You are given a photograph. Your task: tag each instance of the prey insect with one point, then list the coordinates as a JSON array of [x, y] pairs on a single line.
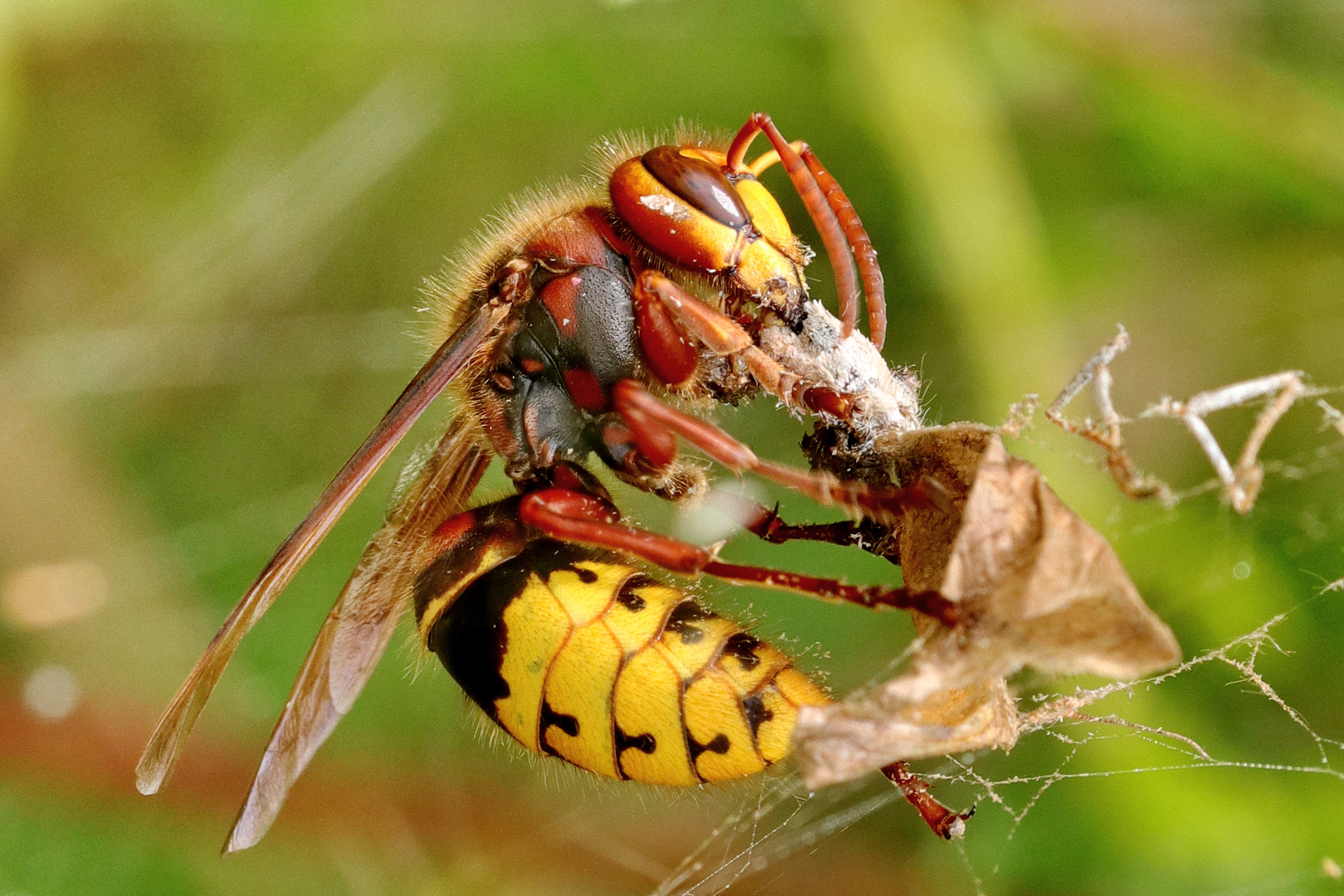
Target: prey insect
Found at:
[[565, 334]]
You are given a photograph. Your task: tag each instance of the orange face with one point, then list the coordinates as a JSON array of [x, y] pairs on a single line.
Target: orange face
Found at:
[[682, 203]]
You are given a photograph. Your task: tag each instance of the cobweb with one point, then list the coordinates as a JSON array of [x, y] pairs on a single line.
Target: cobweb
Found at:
[[782, 818]]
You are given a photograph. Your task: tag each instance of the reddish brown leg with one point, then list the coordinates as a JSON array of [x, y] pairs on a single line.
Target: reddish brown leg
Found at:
[[941, 820], [874, 290], [650, 418], [769, 527], [832, 234], [585, 519], [835, 217], [723, 336]]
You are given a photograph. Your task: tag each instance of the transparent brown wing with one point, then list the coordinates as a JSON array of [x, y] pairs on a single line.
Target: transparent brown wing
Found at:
[[359, 627], [169, 737]]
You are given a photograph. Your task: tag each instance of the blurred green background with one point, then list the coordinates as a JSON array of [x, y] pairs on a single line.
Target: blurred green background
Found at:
[[214, 221]]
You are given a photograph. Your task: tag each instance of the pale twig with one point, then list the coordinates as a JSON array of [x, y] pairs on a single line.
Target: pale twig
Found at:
[[1241, 483], [1108, 436]]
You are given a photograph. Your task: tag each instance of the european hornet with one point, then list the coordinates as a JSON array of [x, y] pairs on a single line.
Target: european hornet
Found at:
[[563, 334]]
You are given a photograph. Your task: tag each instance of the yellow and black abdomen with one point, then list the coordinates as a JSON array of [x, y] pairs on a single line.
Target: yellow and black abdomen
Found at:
[[578, 655]]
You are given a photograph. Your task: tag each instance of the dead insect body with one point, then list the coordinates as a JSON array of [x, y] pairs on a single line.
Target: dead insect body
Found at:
[[562, 334]]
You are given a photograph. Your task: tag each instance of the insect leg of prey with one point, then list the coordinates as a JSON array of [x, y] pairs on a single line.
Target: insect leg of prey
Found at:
[[169, 737]]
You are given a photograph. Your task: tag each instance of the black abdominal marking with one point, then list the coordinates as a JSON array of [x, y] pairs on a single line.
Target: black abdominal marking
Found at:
[[569, 724], [719, 744], [644, 743], [756, 712]]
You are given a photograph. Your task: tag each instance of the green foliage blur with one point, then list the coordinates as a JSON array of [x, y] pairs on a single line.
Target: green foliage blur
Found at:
[[214, 225]]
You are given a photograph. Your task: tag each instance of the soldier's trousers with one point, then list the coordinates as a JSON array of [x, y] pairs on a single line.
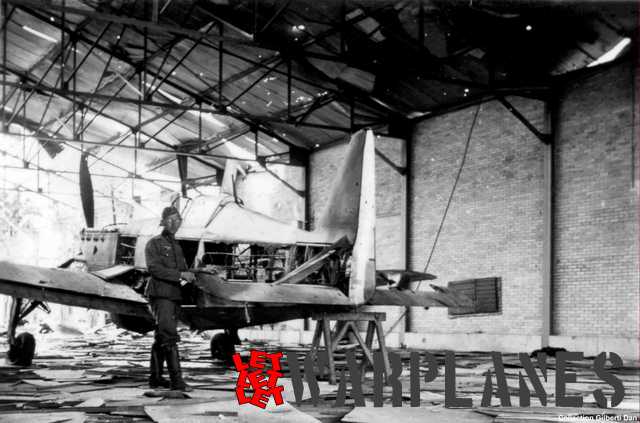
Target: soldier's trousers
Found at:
[[165, 314]]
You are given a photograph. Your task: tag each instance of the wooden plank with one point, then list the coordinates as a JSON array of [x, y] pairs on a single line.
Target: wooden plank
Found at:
[[350, 316]]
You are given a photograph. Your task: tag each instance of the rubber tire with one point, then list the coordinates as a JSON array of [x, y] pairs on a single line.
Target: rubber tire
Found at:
[[23, 349], [222, 347]]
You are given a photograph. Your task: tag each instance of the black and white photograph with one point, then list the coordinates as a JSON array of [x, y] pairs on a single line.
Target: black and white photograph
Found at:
[[297, 211]]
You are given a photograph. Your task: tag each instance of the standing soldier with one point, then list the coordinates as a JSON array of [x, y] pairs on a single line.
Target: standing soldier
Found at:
[[168, 269]]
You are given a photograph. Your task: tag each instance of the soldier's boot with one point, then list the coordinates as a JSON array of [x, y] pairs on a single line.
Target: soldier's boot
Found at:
[[173, 365], [156, 365]]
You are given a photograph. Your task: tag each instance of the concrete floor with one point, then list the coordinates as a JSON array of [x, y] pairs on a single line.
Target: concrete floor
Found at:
[[101, 377]]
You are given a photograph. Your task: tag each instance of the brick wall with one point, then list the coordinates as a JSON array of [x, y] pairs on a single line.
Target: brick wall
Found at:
[[596, 289], [494, 225]]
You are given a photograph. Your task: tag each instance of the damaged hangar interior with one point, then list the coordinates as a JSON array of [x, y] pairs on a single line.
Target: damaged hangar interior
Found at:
[[369, 182]]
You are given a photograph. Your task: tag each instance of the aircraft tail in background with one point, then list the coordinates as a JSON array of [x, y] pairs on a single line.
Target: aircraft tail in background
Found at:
[[351, 212]]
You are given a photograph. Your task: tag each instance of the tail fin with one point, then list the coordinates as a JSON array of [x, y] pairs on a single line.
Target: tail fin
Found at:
[[351, 212]]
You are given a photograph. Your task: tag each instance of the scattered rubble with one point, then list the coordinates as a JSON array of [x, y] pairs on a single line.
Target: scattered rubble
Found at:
[[102, 377]]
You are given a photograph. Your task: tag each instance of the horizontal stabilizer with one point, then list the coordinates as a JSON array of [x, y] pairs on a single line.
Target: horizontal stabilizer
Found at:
[[400, 279], [443, 297], [248, 292]]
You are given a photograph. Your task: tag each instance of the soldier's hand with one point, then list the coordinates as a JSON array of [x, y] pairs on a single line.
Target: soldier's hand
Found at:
[[187, 276]]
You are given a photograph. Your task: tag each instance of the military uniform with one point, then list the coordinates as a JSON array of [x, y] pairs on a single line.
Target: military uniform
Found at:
[[165, 261]]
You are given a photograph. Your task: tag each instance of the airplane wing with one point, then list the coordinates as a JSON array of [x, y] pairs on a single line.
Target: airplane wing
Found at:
[[70, 288]]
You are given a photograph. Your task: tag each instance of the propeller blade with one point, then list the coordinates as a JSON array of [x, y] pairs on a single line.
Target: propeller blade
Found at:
[[86, 191]]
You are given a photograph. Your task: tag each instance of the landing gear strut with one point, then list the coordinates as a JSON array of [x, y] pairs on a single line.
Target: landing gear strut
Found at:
[[223, 345], [22, 347]]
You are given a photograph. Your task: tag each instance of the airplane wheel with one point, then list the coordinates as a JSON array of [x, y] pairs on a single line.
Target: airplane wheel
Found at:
[[22, 350], [222, 347]]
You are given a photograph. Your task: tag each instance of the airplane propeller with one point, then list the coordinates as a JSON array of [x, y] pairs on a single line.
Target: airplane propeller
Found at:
[[86, 191]]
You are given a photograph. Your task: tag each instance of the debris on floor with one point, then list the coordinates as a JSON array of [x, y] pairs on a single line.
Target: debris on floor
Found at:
[[102, 377]]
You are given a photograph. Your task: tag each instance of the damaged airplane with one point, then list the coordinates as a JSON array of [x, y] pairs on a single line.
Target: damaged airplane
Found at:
[[251, 269]]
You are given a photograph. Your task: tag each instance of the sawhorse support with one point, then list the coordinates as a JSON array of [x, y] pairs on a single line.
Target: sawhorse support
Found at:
[[345, 323]]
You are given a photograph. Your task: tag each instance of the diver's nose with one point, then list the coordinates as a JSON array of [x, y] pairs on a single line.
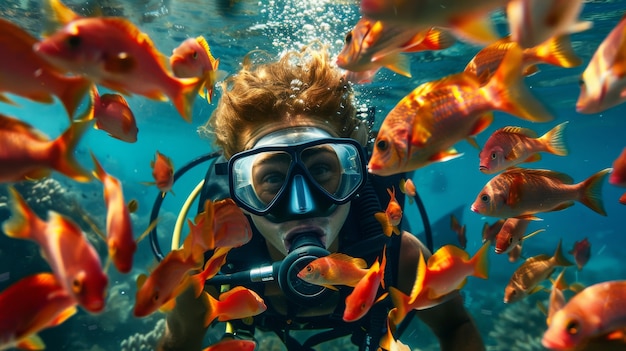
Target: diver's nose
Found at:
[[301, 199]]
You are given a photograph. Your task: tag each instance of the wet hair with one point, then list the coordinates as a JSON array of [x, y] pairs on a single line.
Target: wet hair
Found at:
[[301, 87]]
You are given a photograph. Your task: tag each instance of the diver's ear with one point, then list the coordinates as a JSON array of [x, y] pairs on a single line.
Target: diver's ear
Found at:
[[361, 133]]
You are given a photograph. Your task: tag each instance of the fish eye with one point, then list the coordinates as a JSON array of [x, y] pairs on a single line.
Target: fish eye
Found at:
[[572, 327], [73, 41], [348, 37], [382, 145]]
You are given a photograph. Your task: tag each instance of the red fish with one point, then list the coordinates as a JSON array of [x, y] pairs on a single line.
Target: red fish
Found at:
[[334, 269], [26, 74], [162, 172], [390, 219], [595, 312], [618, 175], [119, 234], [27, 154], [168, 280], [459, 230], [30, 305], [581, 252], [72, 258], [193, 59], [236, 303], [510, 146], [424, 126], [114, 116], [114, 53], [522, 193], [361, 299], [602, 83]]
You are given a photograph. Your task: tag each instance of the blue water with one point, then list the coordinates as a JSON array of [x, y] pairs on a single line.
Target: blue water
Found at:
[[235, 27]]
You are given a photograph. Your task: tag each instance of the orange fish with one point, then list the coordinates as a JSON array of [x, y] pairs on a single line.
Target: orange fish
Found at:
[[25, 153], [371, 45], [114, 53], [361, 299], [581, 252], [168, 280], [532, 22], [193, 59], [72, 258], [30, 305], [390, 219], [512, 234], [232, 344], [236, 303], [459, 230], [119, 233], [26, 74], [467, 19], [162, 172], [510, 146], [423, 127], [490, 231], [522, 193], [447, 270], [334, 269], [526, 278], [557, 51], [602, 82], [114, 116], [595, 312], [407, 187]]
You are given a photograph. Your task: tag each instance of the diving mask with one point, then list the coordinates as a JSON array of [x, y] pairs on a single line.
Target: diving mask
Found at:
[[296, 172]]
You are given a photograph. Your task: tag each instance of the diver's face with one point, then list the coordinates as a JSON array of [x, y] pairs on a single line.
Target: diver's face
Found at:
[[280, 235]]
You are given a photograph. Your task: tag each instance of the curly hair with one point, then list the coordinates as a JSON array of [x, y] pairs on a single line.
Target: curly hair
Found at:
[[301, 87]]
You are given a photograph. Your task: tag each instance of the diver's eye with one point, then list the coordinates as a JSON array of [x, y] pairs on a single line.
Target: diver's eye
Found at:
[[348, 37], [382, 145], [77, 286], [572, 327], [74, 41]]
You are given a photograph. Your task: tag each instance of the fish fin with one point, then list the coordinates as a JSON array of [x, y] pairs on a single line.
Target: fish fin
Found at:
[[483, 122], [558, 51], [507, 91], [554, 141], [398, 63], [592, 191], [559, 259], [478, 30], [32, 342], [64, 146]]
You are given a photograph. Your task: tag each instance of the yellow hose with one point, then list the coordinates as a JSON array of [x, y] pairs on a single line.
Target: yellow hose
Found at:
[[182, 215]]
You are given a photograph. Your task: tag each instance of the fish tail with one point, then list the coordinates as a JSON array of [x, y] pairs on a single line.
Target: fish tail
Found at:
[[73, 94], [559, 259], [23, 221], [401, 302], [507, 92], [558, 51], [63, 151], [554, 140], [592, 191], [183, 99], [480, 261]]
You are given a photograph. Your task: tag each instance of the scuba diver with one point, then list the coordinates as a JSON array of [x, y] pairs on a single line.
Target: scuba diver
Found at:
[[294, 160]]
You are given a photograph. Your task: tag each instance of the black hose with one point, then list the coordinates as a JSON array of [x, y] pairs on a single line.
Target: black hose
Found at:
[[154, 239]]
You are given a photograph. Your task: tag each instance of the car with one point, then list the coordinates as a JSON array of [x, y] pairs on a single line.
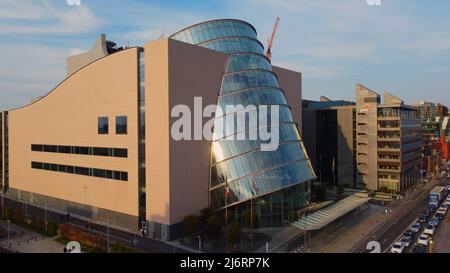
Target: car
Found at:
[[423, 239], [429, 230], [434, 221], [419, 248], [440, 216], [415, 228], [406, 241], [425, 213], [398, 247], [422, 219], [408, 234]]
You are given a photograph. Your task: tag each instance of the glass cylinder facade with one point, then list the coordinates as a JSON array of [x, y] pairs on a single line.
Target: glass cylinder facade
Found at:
[[274, 183]]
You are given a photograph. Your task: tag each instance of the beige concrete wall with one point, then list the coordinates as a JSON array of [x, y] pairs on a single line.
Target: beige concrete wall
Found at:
[[68, 116], [194, 72], [177, 171], [291, 83], [367, 146]]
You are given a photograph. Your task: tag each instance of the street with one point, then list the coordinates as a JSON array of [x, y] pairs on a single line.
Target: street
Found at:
[[144, 244], [397, 223]]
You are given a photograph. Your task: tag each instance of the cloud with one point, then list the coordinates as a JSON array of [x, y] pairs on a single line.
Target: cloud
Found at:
[[45, 18]]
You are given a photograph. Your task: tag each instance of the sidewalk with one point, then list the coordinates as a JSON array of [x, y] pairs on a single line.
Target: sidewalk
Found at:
[[27, 241], [347, 242]]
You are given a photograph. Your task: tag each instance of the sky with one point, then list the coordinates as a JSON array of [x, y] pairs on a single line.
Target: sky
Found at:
[[400, 46]]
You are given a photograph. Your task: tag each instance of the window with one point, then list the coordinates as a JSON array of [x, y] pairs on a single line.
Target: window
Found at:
[[121, 125], [103, 125]]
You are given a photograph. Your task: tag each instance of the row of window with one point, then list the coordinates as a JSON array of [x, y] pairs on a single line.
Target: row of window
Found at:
[[113, 152], [108, 174], [121, 125]]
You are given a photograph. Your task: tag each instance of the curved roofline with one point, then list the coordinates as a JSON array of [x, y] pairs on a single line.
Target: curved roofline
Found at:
[[67, 78], [215, 20], [230, 37]]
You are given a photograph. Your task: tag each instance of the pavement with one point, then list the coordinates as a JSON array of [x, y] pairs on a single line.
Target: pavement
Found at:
[[384, 228], [121, 236], [442, 238], [26, 241]]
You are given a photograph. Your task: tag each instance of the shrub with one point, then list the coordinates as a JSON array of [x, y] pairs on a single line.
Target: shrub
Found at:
[[234, 233], [250, 219], [213, 228]]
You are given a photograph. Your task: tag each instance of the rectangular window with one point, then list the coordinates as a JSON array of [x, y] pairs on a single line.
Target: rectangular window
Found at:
[[103, 127], [120, 152], [64, 149], [109, 174], [121, 125], [81, 171], [37, 148]]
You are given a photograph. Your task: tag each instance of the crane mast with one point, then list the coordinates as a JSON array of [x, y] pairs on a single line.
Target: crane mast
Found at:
[[272, 38]]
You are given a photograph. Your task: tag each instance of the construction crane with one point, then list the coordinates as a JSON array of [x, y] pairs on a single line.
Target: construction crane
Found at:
[[269, 46]]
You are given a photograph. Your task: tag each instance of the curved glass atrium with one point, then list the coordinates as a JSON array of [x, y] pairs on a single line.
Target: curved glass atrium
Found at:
[[275, 184]]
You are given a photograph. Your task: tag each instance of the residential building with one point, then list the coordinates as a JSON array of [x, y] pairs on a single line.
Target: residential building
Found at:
[[99, 145], [388, 140]]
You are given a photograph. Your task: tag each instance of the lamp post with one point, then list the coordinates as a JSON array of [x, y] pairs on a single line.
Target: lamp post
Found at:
[[3, 205], [199, 244], [9, 233]]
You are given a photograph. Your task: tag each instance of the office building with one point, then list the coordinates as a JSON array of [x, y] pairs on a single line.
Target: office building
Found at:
[[99, 144], [389, 142]]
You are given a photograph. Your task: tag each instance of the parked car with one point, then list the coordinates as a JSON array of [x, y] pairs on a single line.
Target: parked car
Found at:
[[406, 241], [434, 221], [423, 239], [408, 234], [398, 247], [429, 230], [440, 216], [419, 249], [422, 219], [415, 228]]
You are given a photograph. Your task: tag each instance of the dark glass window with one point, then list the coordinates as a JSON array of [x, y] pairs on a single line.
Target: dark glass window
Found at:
[[37, 148], [120, 152], [109, 174], [81, 171], [64, 149], [99, 173], [69, 169], [36, 165], [101, 151], [50, 148], [103, 125], [121, 125], [82, 150]]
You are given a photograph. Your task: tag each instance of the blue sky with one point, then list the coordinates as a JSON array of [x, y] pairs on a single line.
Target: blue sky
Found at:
[[402, 46]]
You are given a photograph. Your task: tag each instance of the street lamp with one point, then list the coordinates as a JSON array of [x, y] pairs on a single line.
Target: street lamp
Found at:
[[9, 232], [199, 244]]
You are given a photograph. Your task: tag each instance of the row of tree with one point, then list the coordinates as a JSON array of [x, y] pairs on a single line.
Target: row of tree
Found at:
[[210, 223]]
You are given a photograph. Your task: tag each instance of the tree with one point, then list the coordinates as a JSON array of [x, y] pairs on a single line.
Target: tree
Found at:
[[213, 228], [190, 224], [234, 234], [248, 221], [207, 213]]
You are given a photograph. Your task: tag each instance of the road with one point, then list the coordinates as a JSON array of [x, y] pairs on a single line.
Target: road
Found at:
[[404, 217], [126, 238]]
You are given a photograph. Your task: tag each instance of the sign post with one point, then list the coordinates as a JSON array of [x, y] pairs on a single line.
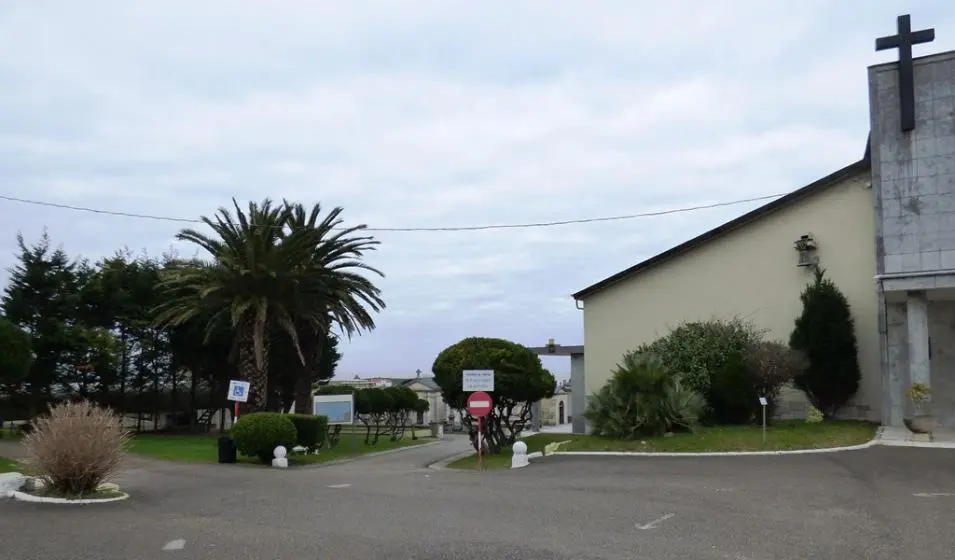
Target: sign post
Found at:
[[238, 392], [763, 402], [479, 406]]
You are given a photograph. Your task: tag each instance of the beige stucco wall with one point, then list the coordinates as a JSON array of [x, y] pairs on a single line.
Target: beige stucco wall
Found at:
[[751, 273]]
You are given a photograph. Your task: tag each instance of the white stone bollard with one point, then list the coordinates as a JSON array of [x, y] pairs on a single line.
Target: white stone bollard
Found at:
[[280, 461], [519, 459]]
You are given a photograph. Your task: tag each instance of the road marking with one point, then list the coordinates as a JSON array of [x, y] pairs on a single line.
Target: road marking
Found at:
[[655, 523], [177, 544]]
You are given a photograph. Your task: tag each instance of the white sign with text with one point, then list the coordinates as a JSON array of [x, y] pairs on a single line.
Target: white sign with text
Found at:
[[238, 390], [478, 380]]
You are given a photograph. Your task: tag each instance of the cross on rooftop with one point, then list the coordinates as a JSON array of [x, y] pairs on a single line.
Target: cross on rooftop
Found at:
[[903, 40]]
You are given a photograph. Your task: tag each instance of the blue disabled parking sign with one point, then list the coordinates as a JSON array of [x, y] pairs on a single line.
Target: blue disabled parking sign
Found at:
[[238, 390]]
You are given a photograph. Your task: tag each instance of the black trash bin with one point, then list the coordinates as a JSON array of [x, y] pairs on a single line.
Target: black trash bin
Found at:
[[227, 453]]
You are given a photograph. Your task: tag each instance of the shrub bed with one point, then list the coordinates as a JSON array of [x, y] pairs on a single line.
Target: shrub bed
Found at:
[[259, 433], [310, 430]]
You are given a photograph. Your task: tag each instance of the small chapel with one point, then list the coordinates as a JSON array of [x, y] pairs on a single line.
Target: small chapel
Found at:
[[882, 227]]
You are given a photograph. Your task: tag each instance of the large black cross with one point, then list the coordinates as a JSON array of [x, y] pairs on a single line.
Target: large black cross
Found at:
[[903, 41]]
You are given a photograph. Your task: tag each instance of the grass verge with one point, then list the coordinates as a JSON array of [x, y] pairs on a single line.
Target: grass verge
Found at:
[[203, 448], [8, 465], [780, 436]]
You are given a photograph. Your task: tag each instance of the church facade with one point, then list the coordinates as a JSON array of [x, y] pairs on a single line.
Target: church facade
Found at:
[[883, 228]]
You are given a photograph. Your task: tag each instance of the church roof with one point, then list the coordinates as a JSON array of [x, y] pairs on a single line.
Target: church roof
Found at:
[[795, 196]]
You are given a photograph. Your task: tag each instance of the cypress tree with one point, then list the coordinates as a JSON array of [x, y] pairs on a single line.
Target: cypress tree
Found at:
[[825, 334]]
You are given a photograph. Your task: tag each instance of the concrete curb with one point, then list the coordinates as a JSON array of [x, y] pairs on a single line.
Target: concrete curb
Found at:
[[717, 453], [362, 456], [24, 497], [12, 482], [923, 444], [442, 465]]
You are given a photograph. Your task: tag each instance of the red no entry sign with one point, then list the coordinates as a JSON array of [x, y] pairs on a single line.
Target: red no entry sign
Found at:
[[479, 404]]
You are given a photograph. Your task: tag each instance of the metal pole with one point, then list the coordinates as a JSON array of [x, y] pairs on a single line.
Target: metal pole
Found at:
[[764, 423], [480, 454]]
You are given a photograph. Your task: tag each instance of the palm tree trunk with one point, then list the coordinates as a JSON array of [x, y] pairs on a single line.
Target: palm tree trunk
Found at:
[[250, 370], [311, 345]]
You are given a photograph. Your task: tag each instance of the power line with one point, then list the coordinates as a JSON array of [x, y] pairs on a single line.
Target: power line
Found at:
[[414, 229]]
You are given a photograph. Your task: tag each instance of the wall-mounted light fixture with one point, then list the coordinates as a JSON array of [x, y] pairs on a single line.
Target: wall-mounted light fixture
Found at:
[[806, 247]]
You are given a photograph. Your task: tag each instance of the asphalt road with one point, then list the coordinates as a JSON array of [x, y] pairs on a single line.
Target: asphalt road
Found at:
[[881, 503]]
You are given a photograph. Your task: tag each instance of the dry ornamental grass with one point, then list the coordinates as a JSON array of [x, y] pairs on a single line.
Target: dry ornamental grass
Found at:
[[76, 447]]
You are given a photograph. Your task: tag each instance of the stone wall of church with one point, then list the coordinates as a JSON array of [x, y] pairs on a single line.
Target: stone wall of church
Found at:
[[941, 316], [913, 173], [942, 339]]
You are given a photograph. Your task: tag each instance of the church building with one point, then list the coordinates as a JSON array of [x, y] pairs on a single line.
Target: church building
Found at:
[[883, 228]]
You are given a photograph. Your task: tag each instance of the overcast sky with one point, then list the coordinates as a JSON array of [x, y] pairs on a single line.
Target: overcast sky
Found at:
[[433, 113]]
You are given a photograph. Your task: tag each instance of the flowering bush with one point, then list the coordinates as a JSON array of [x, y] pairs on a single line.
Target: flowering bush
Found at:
[[76, 447]]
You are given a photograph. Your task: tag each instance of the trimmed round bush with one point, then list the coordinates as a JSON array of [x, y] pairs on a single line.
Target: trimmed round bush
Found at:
[[259, 433], [310, 430]]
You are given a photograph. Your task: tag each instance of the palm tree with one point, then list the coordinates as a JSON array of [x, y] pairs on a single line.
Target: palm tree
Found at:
[[251, 282], [335, 293]]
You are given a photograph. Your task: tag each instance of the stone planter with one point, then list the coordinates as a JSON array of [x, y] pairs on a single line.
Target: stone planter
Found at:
[[920, 423]]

→ **Try it**: Scan the entries above for the word "overcast". Report the lines that hold it.

→ **Task response**:
You are given a photograph. Your task: tag each instance of the overcast sky with one point, then list the coordinates as a JSON array of [x, y] pairs on a single line.
Target: overcast sky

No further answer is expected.